VAZGEÇ BU SEVDADAN, HADDİNİ AŞMA

Çek Jan Amos Comenius 1600’ler de yaşadı,ulusların öğretmeni olarak biliniyor -bugün,Türkiye Başbakanı Recep Tayyip Erdoğan’ın dilinin varmadığını o tarihlerde söyledi, “Türkler kahramandır. Dostlarına zarar vermez kazanç getirirler,ama… ” dedi.

*
ABD Avrasya’da öngördüğü radikal dönüşümlerde Türkiye’deki varlığını hükümetlerle değişmeyecek denli köklü ilişkiler üzerinden geliştirmek için devletin en üst yönetimi -özellikle, askerle yakınlık oluşturmuş, bunu egemenliğine güvence olarak değerlendirmiştir.

[Bir veri kümesinden satırlar]
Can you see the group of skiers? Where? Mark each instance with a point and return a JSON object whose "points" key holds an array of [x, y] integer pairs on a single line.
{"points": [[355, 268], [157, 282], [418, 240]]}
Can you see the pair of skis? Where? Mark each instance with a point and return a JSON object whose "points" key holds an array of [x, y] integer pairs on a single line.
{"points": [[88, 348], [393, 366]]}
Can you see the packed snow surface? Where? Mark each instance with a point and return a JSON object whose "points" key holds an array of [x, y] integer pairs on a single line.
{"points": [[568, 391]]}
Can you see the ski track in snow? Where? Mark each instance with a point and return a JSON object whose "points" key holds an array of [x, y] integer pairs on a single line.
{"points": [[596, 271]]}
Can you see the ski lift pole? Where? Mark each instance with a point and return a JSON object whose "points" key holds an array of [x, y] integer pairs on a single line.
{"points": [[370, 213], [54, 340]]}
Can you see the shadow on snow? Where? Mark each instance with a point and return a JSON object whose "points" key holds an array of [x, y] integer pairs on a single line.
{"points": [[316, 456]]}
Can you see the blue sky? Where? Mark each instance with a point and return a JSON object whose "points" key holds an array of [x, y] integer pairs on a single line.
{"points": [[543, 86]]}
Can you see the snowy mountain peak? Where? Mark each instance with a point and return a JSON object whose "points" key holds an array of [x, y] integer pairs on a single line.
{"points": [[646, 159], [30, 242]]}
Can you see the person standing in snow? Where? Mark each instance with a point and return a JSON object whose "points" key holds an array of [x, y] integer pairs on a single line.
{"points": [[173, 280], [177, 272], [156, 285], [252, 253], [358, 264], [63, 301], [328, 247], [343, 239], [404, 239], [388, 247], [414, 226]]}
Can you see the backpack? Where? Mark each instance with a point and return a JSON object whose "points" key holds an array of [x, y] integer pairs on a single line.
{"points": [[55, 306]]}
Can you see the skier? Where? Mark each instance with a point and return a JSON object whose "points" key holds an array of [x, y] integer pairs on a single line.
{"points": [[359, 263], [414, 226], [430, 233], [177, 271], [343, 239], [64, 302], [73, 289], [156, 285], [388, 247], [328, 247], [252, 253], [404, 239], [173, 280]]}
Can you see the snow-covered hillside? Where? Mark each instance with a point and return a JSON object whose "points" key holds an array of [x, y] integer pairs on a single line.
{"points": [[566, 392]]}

* _Yapılacak işler_
- a) Listede "Can you see the blue" geçen satırdan listenin sonuna kadar her şeyi, "backpack" yerine "rucksack" koyarak değiştirip yeniden yaz; geri kalan hiçbir şeye dokunma.
- b) ABD'nin Türkiye'deki etkisini anlatan yazıyı kaldığı yerden devam ettir.

* _Yazılı cevaplar_
- a)
Can you see the blue sky? Where? Mark each instance with a point and return a JSON object whose "points" key holds an array of [x, y] integer pairs on a single line.
{"points": [[543, 86]]}
Can you see the snowy mountain peak? Where? Mark each instance with a point and return a JSON object whose "points" key holds an array of [x, y] integer pairs on a single line.
{"points": [[646, 159], [30, 242]]}
Can you see the person standing in snow? Where? Mark each instance with a point and return a JSON object whose "points" key holds an array of [x, y] integer pairs on a single line.
{"points": [[173, 280], [177, 272], [156, 285], [252, 253], [358, 264], [63, 301], [328, 247], [343, 239], [404, 239], [388, 247], [414, 226]]}
Can you see the rucksack? Where? Mark each instance with a point and return a JSON object whose "points" key holds an array of [x, y] integer pairs on a single line.
{"points": [[55, 306]]}
Can you see the skier? Where? Mark each instance with a point and return a JSON object whose "points" key holds an array of [x, y] integer pairs on a single line.
{"points": [[359, 263], [414, 226], [430, 233], [177, 271], [343, 239], [64, 302], [73, 289], [156, 285], [388, 247], [328, 247], [252, 253], [404, 239], [173, 280]]}
Can you see the snow-covered hillside? Where? Mark each instance with a point and return a JSON object whose "points" key holds an array of [x, y] integer pairs on a single line.
{"points": [[566, 392]]}

- b)
Şimdi bir Kurtuluş Savaşı birikiminde Türk Milletinin hiç bir soy, din, mezhep, konum ayrımcılığı içermeyen bağımsızlıkçı, antiemperyalist ve çağdaş karakterli Cumhuriyet Devletini ve idealist taahhütlerini alaşağı etmek üzeredir…

*
ABD’nin Türkiye’de en üst yönetime ulaştırdıklarının oluşturduğu Parti-Devlet; Selçuklu’nun, Osmanlı’nın egemen olduğu İslam toplumlarındaki kültürel kodların değişiminden yanadır ve Osmanlı’nın felsefi dayanakları üzerinden halifeliğin kaldırılmasıyla başsız kaldığını düşündüğü İslam ülkelerini devletler konfederasyonu halinde oluşturmayı hayal ediyor.
Parti-devlet’in Balkan, Kafkas, Orta Asya coğrafyasında ve Tunus’tan ,Libya’ya, Mısır’da Suriye, Irak’a kadar tüm politik macerası bu olmayacak sevdaya dayanıyor.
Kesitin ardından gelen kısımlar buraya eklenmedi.